Reproduce the following data word for word, keeping every line unchanged and in its original order.

BEGIN Data to process

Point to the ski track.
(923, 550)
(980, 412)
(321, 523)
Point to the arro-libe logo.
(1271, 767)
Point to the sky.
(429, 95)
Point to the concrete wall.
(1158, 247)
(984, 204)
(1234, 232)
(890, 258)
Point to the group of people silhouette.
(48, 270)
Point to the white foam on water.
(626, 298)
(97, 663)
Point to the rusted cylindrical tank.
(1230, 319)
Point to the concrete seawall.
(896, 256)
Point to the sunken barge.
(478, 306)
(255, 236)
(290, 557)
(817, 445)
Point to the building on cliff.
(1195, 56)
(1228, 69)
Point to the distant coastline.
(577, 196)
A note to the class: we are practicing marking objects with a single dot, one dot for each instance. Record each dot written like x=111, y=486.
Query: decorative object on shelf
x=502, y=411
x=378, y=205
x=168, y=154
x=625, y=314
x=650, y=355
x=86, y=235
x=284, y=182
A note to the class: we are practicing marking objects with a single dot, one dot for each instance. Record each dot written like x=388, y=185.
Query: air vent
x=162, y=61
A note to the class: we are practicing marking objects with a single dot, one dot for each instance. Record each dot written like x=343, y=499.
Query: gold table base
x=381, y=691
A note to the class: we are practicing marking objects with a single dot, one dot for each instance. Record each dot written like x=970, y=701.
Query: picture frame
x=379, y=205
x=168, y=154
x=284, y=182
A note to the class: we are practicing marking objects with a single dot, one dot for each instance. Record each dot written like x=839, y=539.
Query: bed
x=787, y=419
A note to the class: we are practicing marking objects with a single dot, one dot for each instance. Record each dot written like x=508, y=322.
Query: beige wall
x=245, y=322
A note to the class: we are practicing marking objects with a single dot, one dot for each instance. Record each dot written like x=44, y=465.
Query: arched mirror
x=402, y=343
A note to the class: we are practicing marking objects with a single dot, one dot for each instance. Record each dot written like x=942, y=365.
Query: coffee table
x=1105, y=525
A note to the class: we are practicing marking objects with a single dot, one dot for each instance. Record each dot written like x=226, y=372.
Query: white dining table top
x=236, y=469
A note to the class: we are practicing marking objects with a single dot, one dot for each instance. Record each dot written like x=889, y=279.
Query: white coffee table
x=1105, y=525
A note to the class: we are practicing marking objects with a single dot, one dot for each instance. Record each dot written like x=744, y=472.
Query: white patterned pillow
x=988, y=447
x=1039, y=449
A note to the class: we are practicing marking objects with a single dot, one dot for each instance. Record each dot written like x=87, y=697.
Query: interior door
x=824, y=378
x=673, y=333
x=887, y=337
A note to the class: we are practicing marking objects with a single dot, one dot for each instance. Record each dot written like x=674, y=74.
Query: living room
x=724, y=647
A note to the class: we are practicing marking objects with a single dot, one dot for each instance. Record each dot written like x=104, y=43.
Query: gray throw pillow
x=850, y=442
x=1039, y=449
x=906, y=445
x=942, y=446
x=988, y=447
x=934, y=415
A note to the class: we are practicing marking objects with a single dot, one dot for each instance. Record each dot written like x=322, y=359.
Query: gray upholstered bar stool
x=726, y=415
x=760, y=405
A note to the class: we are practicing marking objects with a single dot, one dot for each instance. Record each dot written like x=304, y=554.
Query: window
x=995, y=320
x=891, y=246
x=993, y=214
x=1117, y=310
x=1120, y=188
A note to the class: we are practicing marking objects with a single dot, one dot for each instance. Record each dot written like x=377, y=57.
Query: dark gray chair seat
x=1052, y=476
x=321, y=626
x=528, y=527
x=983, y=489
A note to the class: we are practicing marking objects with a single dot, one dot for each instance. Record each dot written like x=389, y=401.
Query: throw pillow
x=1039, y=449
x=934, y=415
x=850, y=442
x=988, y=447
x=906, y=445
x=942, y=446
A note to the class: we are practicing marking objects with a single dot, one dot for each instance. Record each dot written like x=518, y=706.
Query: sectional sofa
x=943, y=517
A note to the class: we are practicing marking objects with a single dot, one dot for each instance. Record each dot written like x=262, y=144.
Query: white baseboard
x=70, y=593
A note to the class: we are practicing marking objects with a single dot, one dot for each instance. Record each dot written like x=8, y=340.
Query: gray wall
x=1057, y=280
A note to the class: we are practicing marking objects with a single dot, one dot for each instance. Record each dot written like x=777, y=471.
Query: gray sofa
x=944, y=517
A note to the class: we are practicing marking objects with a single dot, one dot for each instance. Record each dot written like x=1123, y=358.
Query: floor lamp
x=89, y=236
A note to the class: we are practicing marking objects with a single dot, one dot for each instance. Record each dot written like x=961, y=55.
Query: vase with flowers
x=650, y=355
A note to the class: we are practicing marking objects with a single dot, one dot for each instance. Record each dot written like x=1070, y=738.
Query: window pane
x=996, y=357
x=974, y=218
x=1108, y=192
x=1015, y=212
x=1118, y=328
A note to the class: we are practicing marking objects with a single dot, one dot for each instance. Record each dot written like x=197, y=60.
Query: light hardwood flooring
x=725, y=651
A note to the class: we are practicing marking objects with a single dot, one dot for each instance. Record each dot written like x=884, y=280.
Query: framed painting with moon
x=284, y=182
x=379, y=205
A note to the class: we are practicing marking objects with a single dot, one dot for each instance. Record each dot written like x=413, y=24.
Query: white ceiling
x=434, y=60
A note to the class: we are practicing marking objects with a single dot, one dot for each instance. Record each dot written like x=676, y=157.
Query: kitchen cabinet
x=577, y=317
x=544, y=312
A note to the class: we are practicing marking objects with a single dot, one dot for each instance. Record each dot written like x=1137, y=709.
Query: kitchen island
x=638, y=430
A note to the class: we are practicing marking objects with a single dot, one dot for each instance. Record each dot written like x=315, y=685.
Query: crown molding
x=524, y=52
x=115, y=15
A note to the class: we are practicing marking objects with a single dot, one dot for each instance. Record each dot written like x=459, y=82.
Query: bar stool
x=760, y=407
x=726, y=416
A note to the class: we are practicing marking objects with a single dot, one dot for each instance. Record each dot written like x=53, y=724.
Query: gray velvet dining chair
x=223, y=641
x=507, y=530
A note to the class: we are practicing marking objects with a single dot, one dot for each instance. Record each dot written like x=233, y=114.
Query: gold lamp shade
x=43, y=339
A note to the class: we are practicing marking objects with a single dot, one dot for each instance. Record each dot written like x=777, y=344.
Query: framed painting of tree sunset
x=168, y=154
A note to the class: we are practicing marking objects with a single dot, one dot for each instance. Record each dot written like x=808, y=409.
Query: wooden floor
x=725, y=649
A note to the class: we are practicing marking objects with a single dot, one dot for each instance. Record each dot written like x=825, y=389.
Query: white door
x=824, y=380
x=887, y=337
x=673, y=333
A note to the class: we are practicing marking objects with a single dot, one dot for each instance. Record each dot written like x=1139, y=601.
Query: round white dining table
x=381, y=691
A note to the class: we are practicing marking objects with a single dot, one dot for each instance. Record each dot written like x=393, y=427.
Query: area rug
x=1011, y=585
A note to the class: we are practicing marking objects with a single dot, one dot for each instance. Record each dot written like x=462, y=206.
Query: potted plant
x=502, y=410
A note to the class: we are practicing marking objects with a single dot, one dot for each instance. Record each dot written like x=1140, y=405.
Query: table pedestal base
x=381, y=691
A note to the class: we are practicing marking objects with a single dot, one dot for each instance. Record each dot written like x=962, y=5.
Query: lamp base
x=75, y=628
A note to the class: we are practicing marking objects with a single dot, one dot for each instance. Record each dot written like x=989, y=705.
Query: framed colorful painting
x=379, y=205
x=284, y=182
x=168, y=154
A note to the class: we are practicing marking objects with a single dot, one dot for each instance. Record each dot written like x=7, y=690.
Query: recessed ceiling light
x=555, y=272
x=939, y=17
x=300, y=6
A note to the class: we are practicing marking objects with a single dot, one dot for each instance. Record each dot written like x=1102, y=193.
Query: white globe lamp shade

END Data to process

#### [Solution to the exercise]
Point to the ski track.
(923, 550)
(980, 412)
(321, 523)
Point to the arro-libe logo.
(1271, 767)
Point to the sky.
(429, 95)
Point to the concrete wall.
(1158, 247)
(984, 204)
(1234, 232)
(890, 258)
Point to the group of people silhouette.
(48, 270)
Point to the white foam on water.
(626, 298)
(97, 663)
Point to the rusted cylindrical tank.
(1230, 319)
Point to the concrete seawall.
(896, 256)
Point to the sunken barge.
(478, 306)
(255, 236)
(290, 557)
(817, 445)
Point to the building on cliff.
(1195, 56)
(1228, 69)
Point to the distant coastline.
(577, 196)
A note to the class: we are practicing marking objects with a single dot, one dot for each instance. Record each dot written like x=111, y=486.
Query: decorative object on shelf
x=502, y=411
x=378, y=205
x=168, y=154
x=625, y=314
x=650, y=355
x=86, y=235
x=284, y=182
A note to the class: we are practicing marking objects with a single dot, one dot for each instance. Record each dot written like x=388, y=185.
Query: air vent
x=162, y=61
A note to the class: we are practicing marking objects with a single dot, one dot for each instance. Record each dot written like x=343, y=499.
Query: gold table base
x=381, y=691
A note to the class: we are practicing marking objects with a single dot, one dot for each instance. Record each dot written like x=970, y=701.
Query: picture frame
x=379, y=205
x=168, y=154
x=284, y=182
A note to the class: we are practicing marking objects with a single dot, one dot for each instance. Record each dot written like x=839, y=539.
Query: bed
x=787, y=419
A note to the class: we are practicing marking objects with a single dot, one dot for each instance. Record each dot written like x=508, y=322.
Query: beige wall
x=245, y=322
A note to the class: we are practicing marking objects with a single dot, one dot for each instance. Record each dot written like x=44, y=465.
Query: arched mirror
x=402, y=343
A note to the class: we are practicing marking objects with a single dot, one dot for each instance. Record each dot written like x=942, y=365.
Query: coffee table
x=1105, y=525
A note to the class: we are practicing marking objects with a single dot, one dot for each instance. Record each dot written like x=226, y=372.
Query: white dining table top
x=236, y=469
A note to the class: we are practicing marking objects with a single dot, one dot for each instance. Record each dot written like x=889, y=279.
Query: white coffee table
x=1105, y=525
A note to the class: we are practicing marking objects with a single dot, one dot for each instance. Record each dot written like x=744, y=472.
Query: white patterned pillow
x=988, y=447
x=1039, y=449
A note to the class: we are practicing marking objects with a single dot, one dot for each instance. Record each dot written like x=87, y=697.
Query: interior door
x=824, y=378
x=673, y=333
x=887, y=337
A note to the class: we are practicing marking objects with a single dot, one dot for each instance. Record each dot written like x=674, y=74.
Query: living room
x=724, y=647
A note to the class: we are practicing marking objects with a single dot, one dot for each instance. Record each dot written like x=104, y=43.
Query: gray throw pillow
x=850, y=442
x=1039, y=449
x=906, y=445
x=942, y=446
x=988, y=447
x=934, y=415
A note to the class: we are practicing marking objects with a single dot, one dot for each instance. Record each dot written like x=322, y=359.
Query: gray upholstered bar stool
x=726, y=415
x=760, y=405
A note to the class: we are practicing marking objects with a single dot, one dot for each instance. Record each dot written like x=304, y=554.
Query: window
x=995, y=320
x=891, y=246
x=993, y=214
x=1117, y=310
x=1120, y=188
A note to the class: we are practicing marking objects with a single dot, one dot for each instance. Record each dot written like x=377, y=57.
Query: dark gray chair seat
x=1052, y=476
x=321, y=626
x=528, y=527
x=983, y=489
A note to the class: we are practicing marking objects with a single dot, one dot for each instance. Record each dot written like x=389, y=401.
Query: throw pillow
x=1039, y=449
x=934, y=415
x=850, y=442
x=988, y=447
x=906, y=445
x=942, y=446
A note to the class: we are practicing marking objects with a single dot, one dot for each instance. Record each dot written like x=518, y=706.
Query: sectional sofa
x=943, y=517
A note to the class: we are practicing marking objects with a single dot, one dot for each instance. Record each dot written like x=262, y=144.
Query: white baseboard
x=70, y=593
A note to the class: we are practicing marking objects with a single dot, one dot for each instance. Record each dot written like x=8, y=340.
Query: gray wall
x=1057, y=280
A note to the class: we are practicing marking objects with a single dot, one dot for each instance. Record each dot written like x=777, y=471.
Query: gray sofa
x=944, y=517
A note to the class: we are practicing marking objects with a single dot, one dot for each instance. Record each dot written like x=1123, y=358.
Query: floor lamp
x=89, y=236
A note to the class: we are practicing marking objects with a single dot, one dot for each instance. Record each dot written like x=961, y=55.
Query: vase with flowers
x=650, y=355
A note to the class: we are practicing marking objects with a single dot, one dot for each instance. Record each dot written like x=1070, y=738.
Query: window pane
x=996, y=357
x=974, y=218
x=1108, y=192
x=1015, y=212
x=1118, y=328
A note to the class: we are practicing marking objects with a single dot, one dot for each instance. Record each dot written like x=197, y=60.
Query: light hardwood flooring
x=725, y=651
A note to the class: we are practicing marking objects with a single dot, one dot for each instance. Record each dot written like x=884, y=280.
Query: framed painting with moon
x=284, y=182
x=379, y=205
A note to the class: we are practicing marking objects with a single dot, one dot for each instance. Record each dot written like x=413, y=24.
Query: white ceiling
x=434, y=60
A note to the class: we are practicing marking objects with a single dot, one dot for each instance. Record each dot written like x=676, y=157.
Query: kitchen cabinet
x=577, y=317
x=544, y=312
A note to the class: we are practicing marking objects with a single dot, one dot for each instance. Record each dot written like x=1137, y=709.
Query: kitchen island
x=638, y=430
A note to the class: we are practicing marking objects with a single dot, one dot for each instance. Record each dot written like x=315, y=685.
Query: crown molding
x=524, y=52
x=115, y=15
A note to the class: we are practicing marking objects with a single dot, one dot for each instance. Record each dot written like x=459, y=82.
Query: bar stool
x=760, y=407
x=726, y=416
A note to the class: we are practicing marking objects with a single dot, one dot for each instance. Record each dot written like x=53, y=724.
Query: gray velvet dining chair
x=223, y=641
x=507, y=530
A note to the class: we are practicing marking objects with a single dot, one dot for each instance. Record each dot written like x=233, y=114.
Query: gold lamp shade
x=43, y=339
A note to the class: we are practicing marking objects with a single dot, one dot for each instance. Record each dot written like x=777, y=344.
Query: framed painting of tree sunset
x=168, y=154
A note to the class: we are practicing marking objects with a single dot, one dot for each instance. Record each dot written like x=808, y=409.
Query: wooden floor
x=725, y=649
A note to the class: we are practicing marking objects with a single dot, one dot for each instance. Record each dot written like x=825, y=389.
Query: white door
x=824, y=380
x=887, y=337
x=673, y=333
A note to the class: we are practicing marking objects with a single dot, one dot for each instance. Record each dot written like x=1139, y=601.
Query: round white dining table
x=381, y=691
A note to the class: we are practicing marking objects with a single dot, one dot for each instance. Record each dot written like x=393, y=427.
Query: area rug
x=1011, y=585
A note to the class: we are practicing marking objects with a single dot, one dot for each instance. Record each dot written like x=462, y=206.
Query: potted plant
x=502, y=410
A note to the class: we are practicing marking objects with a single dot, one dot for each instance. Record each dot written like x=1140, y=405.
Query: table pedestal base
x=381, y=691
A note to the class: we are practicing marking objects with a single dot, one dot for each instance. Record each dot written like x=962, y=5.
Query: lamp base
x=75, y=628
A note to the class: we are practicing marking objects with a single dot, one dot for each instance. Record each dot written like x=989, y=705.
Query: framed colorful painting
x=379, y=205
x=284, y=182
x=168, y=154
A note to the class: we are practicing marking objects with a single dot, one dot for each instance. Record each dot written like x=7, y=690.
Query: recessed ceiling light
x=555, y=272
x=939, y=17
x=300, y=6
A note to the class: we are practicing marking objects with a single dot, one dot for each instance. Record each dot written like x=1102, y=193.
Query: white globe lamp shade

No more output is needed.